Etwa 40 Kilometer außerhalb von Polens Hauptstadt Warschau entsteht ein neuer Megaflughafen. Der Centralny Port Komunikacyjny, kurz CPK, soll in Baranów jährlich bis zu 34 Millionen Passagiere abfertigen können. Kostenpunkt: rund neun Milliarden Euro.
Der Megaflughafen ist nur eines von vielen Beispielen, die zeigen, wie die Länder in Osteuropa mit Milliarden-Investitionen in Großprojekte Wachstum fördern. Vor allem 2025 wird, auch dank sinkender Zinsen, wieder ein Investitionsschub erwartet, sei es im Infrastrukturbereich, im Tourismus oder auch im Energiesektor. Großprojekte sind in Osteuropa leichter umzusetzen. Zum Teil, weil Regierungen weniger demokratisch agieren. Auch weil Umweltauflagen nicht so restriktiv sind wie in Mitteleuropa. Nicht zuletzt aber, weil die Bevölkerung Ostereuropas immer noch nach mehr Wohlstand strebt. Und Großprojekte werden daher mehrheitlich begrüßt und nicht bekämpft.
Das Flughafenprojekt bei Warschau demonstriert daher nicht nur das neue Selbstbewusstsein Polens, es markiert auch den Anspruch, zu einem der wichtigsten Geschäftszentren Europas zu werden. Das Land an der Weichsel hat sich dank EU-Förderungen und dynamischer Wirtschaftspolitik zum Wachstumsmotor Europas entwickelt. Die Europäische Kommission hat zum Jahresende 2024 weitere 9,4 Milliarden Euro aus dem Wiederaufbaufonds genehmigt. Auch für die Vienna Insurance Group, die in 30 CEE-Ländern präsent ist, ist das Land, in der die wirtschaftspolitisch und weltanschaulich liberale sowie EU-freundliche Bürgerplattform unter Donald Tusk regiert, ein wesentlicher Faktor. „Besonderen Fokus legen wir auf Polen, wo auch das Wirtschaftswachstum 2025 bei 3,7 Prozent liegen soll. Wir haben uns in diesem Jahr durch Zusammenlegungen von Gesellschaften in Polen neu aufgestellt und sind mit drei starken und innovativen Unternehmen auf dem sehr wettbewerbsintensiven polnischen Markt bestens positioniert“, beschreibt Hartwig Löger, CEO der VIG, das Engagement in Polen.

### BEREITGESTELLTE DATEN
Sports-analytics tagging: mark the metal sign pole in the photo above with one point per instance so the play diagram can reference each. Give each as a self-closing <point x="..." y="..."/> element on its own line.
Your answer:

### KURZÜBUNG
Übertragen Sie aus dem ausgewählten Abschnitt den Wortlaut unverändert: Beginnen Sie bei den Worten „Der Megaflughafen ist“ und enden Sie nach „und nicht bekämpft.“. Die Zeilen werden für die Bearbeitung nicht benötigt.

### AUFGABENERGEBNIS
Der Megaflughafen ist nur eines von vielen Beispielen, die zeigen, wie die Länder in Osteuropa mit Milliarden-Investitionen in Großprojekte Wachstum fördern. Vor allem 2025 wird, auch dank sinkender Zinsen, wieder ein Investitionsschub erwartet, sei es im Infrastrukturbereich, im Tourismus oder auch im Energiesektor. Großprojekte sind in Osteuropa leichter umzusetzen. Zum Teil, weil Regierungen weniger demokratisch agieren. Auch weil Umweltauflagen nicht so restriktiv sind wie in Mitteleuropa. Nicht zuletzt aber, weil die Bevölkerung Ostereuropas immer noch nach mehr Wohlstand strebt. Und Großprojekte werden daher mehrheitlich begrüßt und nicht bekämpft.